• **Texto selecionado**:

Semana Santa em Oeiras |
(Rogério Newton)
Cheguei na última quinta-feira à noite a Oeiras no momento
em que a Procissão da Fugida escapava pelo Beco de Antonio Gentil. Fui atrás, a
tempo de vê-la chegar ao Rosário e entrar na igrejinha jesuítica. Perguntei-me
por que me interessei em seguir os últimos instantes do cortejo. Deve haver
alguma razão inconsciente ou afetiva. O certo, porém, é que vejo o poético na
procissão.
O episódio me fez observar, a partir do meu próprio sentir,
alguns aspectos religiosos da semana santa de Oeiras. Compartilho com os
leitores, partindo do pressuposto de que possa encontrar quem se interesse por
esse assunto. Se não, pulem de página. Só não pulem no meu pescoço para
torcê-lo, pois o que direi aqui pode desagradar. Mas digo: é com sinceridade
que o faço e com desejo de que possa auxiliar outros que igualmente procuram
compreender e não simplesmente aceitar como “cláusula pétrea” o que a tradição
nos legou.
Não acho que Cristo tenha fundado o cristianismo ou que Buda
tenha fundado o budismo. Isso deve ter sido tarefa levada a efeito por seus
seguidores. Portanto, a experiência profunda e os ensinamentos de Cristo
parecem não ter vinculação necessariamente inspiradora com os rituais externos
que se vêem na semana santa em Oeiras. “Os ensinamentos de Cristo – escreveu Bertrand
Russel em 1930 -, tal como aparecem nos Evangelhos, tem tido
extraordinariamente pouco a ver com a ética dos cristãos. A coisa mais
importante sobre o cristianismo, do ponto de vista social e histórico, não é
Cristo, e sim a Igreja, de modo que se formos julgar o cristianismo como força
social, não devemos recorrer aos Evangelhos em busca de material”.

• **Tarefa proposta A**:
No texto sobre a Semana Santa em Oeiras, aonde chega a Procissão da Fugida e em que igreja ela entra?

• **Dados fornecidos**:
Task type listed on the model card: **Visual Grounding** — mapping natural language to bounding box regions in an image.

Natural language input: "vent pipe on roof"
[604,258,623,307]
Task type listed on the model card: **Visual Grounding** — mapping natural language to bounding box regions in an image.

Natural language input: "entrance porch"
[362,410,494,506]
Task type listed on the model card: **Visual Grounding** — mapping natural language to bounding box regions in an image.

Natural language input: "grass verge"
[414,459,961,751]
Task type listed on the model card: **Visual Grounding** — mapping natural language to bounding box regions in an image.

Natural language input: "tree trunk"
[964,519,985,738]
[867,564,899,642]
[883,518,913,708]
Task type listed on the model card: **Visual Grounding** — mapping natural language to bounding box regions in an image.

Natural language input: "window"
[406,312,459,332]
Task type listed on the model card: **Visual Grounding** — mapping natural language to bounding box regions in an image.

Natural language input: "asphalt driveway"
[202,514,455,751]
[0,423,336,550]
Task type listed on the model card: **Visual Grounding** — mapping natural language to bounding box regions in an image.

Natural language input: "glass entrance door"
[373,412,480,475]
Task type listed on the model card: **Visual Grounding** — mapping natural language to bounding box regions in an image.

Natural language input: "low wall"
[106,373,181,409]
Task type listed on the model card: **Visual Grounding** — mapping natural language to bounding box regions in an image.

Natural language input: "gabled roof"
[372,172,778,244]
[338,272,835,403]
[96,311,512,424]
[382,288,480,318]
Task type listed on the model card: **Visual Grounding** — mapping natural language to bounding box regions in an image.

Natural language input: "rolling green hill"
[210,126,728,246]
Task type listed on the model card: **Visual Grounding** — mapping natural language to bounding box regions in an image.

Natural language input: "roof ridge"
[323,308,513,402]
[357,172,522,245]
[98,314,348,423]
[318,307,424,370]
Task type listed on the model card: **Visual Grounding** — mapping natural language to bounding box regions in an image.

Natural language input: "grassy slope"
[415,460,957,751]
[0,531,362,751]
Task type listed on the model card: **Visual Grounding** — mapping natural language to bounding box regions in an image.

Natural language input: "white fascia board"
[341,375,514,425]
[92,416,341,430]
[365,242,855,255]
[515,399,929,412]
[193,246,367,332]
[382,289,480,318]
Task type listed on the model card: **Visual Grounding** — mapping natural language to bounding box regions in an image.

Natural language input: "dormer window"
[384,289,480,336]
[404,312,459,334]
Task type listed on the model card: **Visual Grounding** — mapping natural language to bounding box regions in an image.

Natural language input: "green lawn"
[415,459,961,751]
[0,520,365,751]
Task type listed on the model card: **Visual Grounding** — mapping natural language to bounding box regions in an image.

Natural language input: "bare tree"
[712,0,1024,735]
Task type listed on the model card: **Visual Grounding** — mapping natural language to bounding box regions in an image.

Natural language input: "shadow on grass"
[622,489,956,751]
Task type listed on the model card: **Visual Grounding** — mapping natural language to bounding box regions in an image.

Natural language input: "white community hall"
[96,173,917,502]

• **Tarefa proposta B**:
Reúna todas as linhas dos registros que contêm a palavra "roof", diferenciando maiúsculas de minúsculas.

• **Resultado do exercício A**:
Ela chega ao Rosário e entra na igrejinha jesuítica.

• **Resultado do exercício B**:
Natural language input: "vent pipe on roof"
Natural language input: "gabled roof"
Natural language input: "roof ridge"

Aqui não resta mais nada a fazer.